1.
Are peak experiences real?
The skeptic says no: when you're relaxed, of course your
brain thinks all is one. But really that's just a feature of brain chemistry.
In that state now, here on retreat, I can hold the critique.
However, the critique cannot hold the state I am in now.
If I were seeing pixies, the critique might be stronger. But
I am just seeing a light, a bed, a computer, etc. It's true that my body and mind
are relaxed. But that is neither adding to nor subtracting from theological
speculation. What it is doing is letting me absorb the magnitude of the truth.
This truth — that this, just this, where and what and who
you are right now, is the One and nothing else — this underlies Western and
Eastern metaphysics. Impermanence is true.
Every time you eat, you are eating the sun. All sources of
energy on this planet, stored up in plants, long-dead plants, animals — all
comes from the sun. This is true even of plastic soda bottles. And every atom
in every thing you see was once in a star.

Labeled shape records
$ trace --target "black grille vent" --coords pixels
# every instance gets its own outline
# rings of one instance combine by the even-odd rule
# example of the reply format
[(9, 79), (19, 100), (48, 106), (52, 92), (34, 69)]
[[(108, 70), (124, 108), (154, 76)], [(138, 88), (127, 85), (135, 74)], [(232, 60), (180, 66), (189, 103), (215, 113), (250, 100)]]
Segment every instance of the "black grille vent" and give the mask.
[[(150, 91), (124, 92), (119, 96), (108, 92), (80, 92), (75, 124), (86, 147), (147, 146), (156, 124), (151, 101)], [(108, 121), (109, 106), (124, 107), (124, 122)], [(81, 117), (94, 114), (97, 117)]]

→ Goal 1:
In the passage on peak experiences, rewrite the part from "However, the critique" to "of the truth.", changing "pixies" to "ghosts".
→ Goal 2:
According to the passage on peak experiences, where was every atom in every thing you see once?
→ Goal 3:
Using the passage on peak experiences, explain why it says that every time you eat, you are eating the sun.

→ Answer 1:
However, the critique cannot hold the state I am in now.
If I were seeing ghosts, the critique might be stronger. But
I am just seeing a light, a bed, a computer, etc. It's true that my body and mind
are relaxed. But that is neither adding to nor subtracting from theological
speculation. What it is doing is letting me absorb the magnitude of the truth.

→ Answer 2:
In a star.

→ Answer 3:
All sources of energy on this planet, stored up in plants, long-dead plants and animals, come from the sun. So whatever you eat carries energy that came from the sun.